START Record set

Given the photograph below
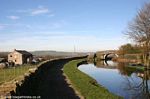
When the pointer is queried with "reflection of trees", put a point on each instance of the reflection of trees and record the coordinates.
(125, 70)
(138, 87)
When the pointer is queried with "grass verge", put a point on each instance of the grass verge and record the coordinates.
(9, 74)
(86, 85)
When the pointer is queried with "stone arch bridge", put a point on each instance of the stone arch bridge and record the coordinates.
(105, 55)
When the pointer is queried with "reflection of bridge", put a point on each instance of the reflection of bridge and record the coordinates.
(106, 55)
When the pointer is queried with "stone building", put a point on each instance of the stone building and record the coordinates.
(19, 57)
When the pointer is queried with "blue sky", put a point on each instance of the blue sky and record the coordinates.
(89, 25)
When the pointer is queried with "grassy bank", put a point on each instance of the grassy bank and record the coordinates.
(87, 86)
(9, 74)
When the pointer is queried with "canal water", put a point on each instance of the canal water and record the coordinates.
(119, 79)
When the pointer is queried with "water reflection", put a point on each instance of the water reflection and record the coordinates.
(118, 78)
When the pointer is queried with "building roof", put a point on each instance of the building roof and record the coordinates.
(23, 52)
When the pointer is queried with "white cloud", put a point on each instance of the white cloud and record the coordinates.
(39, 10)
(12, 17)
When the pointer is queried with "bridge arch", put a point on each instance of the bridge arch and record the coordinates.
(106, 55)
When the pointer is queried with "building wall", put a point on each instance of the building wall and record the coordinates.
(15, 57)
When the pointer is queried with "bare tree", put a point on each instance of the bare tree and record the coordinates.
(139, 31)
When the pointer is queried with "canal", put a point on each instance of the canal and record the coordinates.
(119, 79)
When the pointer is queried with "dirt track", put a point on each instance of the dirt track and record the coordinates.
(48, 82)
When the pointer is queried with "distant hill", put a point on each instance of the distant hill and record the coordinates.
(56, 53)
(45, 53)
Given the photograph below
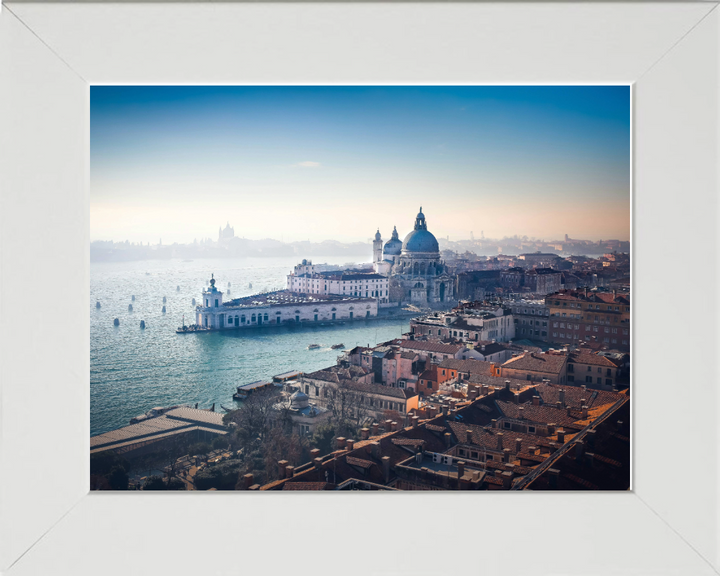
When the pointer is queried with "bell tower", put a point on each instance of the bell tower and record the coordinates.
(377, 247)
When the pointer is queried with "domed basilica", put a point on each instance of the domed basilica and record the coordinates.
(417, 275)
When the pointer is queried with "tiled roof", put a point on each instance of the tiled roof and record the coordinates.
(358, 462)
(468, 366)
(592, 359)
(539, 414)
(305, 486)
(431, 346)
(487, 438)
(550, 394)
(547, 363)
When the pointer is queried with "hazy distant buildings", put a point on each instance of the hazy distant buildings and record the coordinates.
(226, 234)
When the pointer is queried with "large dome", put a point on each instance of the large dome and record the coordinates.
(420, 240)
(393, 247)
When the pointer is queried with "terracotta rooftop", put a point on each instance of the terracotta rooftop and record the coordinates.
(431, 346)
(547, 363)
(467, 366)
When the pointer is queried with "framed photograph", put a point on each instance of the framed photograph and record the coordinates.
(84, 84)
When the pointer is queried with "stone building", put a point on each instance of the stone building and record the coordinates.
(416, 272)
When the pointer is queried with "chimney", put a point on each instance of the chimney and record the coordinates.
(579, 449)
(553, 474)
(461, 470)
(386, 468)
(590, 436)
(507, 480)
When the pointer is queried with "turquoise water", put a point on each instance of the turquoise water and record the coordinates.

END Record set

■ **Exercise**
Give the entries again, exactly and in full, with no image included.

■ **Answer space**
Given the photograph below
When the pointer is queried with "reflection of trees", put a point on each instance of the reflection of trees and record the coordinates.
(125, 70)
(138, 87)
When the pointer is queried with "grass verge", put a point on each instance of the grass verge and record the coordinates.
(9, 74)
(86, 85)
When the pointer is queried with "stone arch bridge", put a point on each instance of the stone arch bridge and record the coordinates.
(105, 55)
When the pointer is queried with "reflection of bridge", put a point on each instance of the reflection of bridge and record the coordinates.
(106, 55)
When the pointer is queried with "stone building", put a point on each instance of the stone building and record the coordinates.
(19, 57)
When the pointer is queried with "blue sky", put a point on each instance of the blue sky and record the coordinates.
(89, 25)
When the pointer is queried with "grassy bank", put a point on each instance of the grassy bank and record the coordinates.
(87, 86)
(9, 74)
When the pointer is queried with "canal water", put a point on each instance of the canal water and record the coordinates.
(119, 79)
When the pointer is queried with "water reflection", put a point on each instance of the water reflection and record the coordinates.
(118, 78)
When the pointer is queried with "building roof", put a point on each instance of the building roof and record the coordinates.
(23, 52)
When the pointer is queried with "white cloud", put a point on each instance of the white cloud and record the coordinates.
(39, 10)
(12, 17)
When the pointer is queried with "bridge arch", put a point on each instance of the bridge arch and record the coordinates.
(106, 55)
When the pointer is queried with "building wall", put a point on each instance of the building wall and record the coordinates.
(15, 57)
When the pointer is queried with "bare tree", put a point on each instance of the bare tree and record the coordinates.
(139, 31)
When the pointer is queried with "canal", put a point on each instance of the canal and record the coordinates.
(119, 79)
When the pointer is queried with "dirt track", put a point on each instance of the dirt track and record the coordinates.
(48, 82)
When the pointer is queried with "distant hill", put a point on each instance of the distant hill and record the coordinates.
(56, 53)
(45, 53)
Given the photograph below
When the pointer is queried with "bell tower", put a point on each instance of the bell tower and record the coordinates.
(377, 247)
When the pointer is queried with "domed basilica", put a point on each instance of the domed basilica and record the coordinates.
(417, 275)
When the pointer is queried with "tiled roof", put a point on each instance of the tiled roof and record the coordinates.
(358, 462)
(468, 366)
(592, 359)
(539, 414)
(305, 486)
(431, 346)
(487, 438)
(550, 394)
(547, 363)
When the pointer is queried with "hazy distant buildings", put a point on each instance of the hazy distant buildings and record the coordinates.
(226, 234)
When the pointer is queried with "large dome", put a point on each instance of the large dome and record the coordinates.
(420, 240)
(393, 247)
When the pointer is queried with "terracotta rooftop", put a point on each instance of the terracotta rooftop and record the coordinates.
(431, 346)
(547, 363)
(467, 366)
When the pointer is queried with "framed photograph", put a point on each instance of the framed photograph and record the coordinates.
(84, 84)
When the pointer is queried with "stone building", put a point on each instance of the stone building and record the coordinates.
(416, 272)
When the pointer is queried with "chimney", put a point on each instance of the chimney and record the coordinates.
(579, 449)
(553, 474)
(461, 470)
(386, 468)
(590, 436)
(507, 480)
When the pointer is queried with "turquoise water", put a point on each instance of the turquoise water and record the coordinates.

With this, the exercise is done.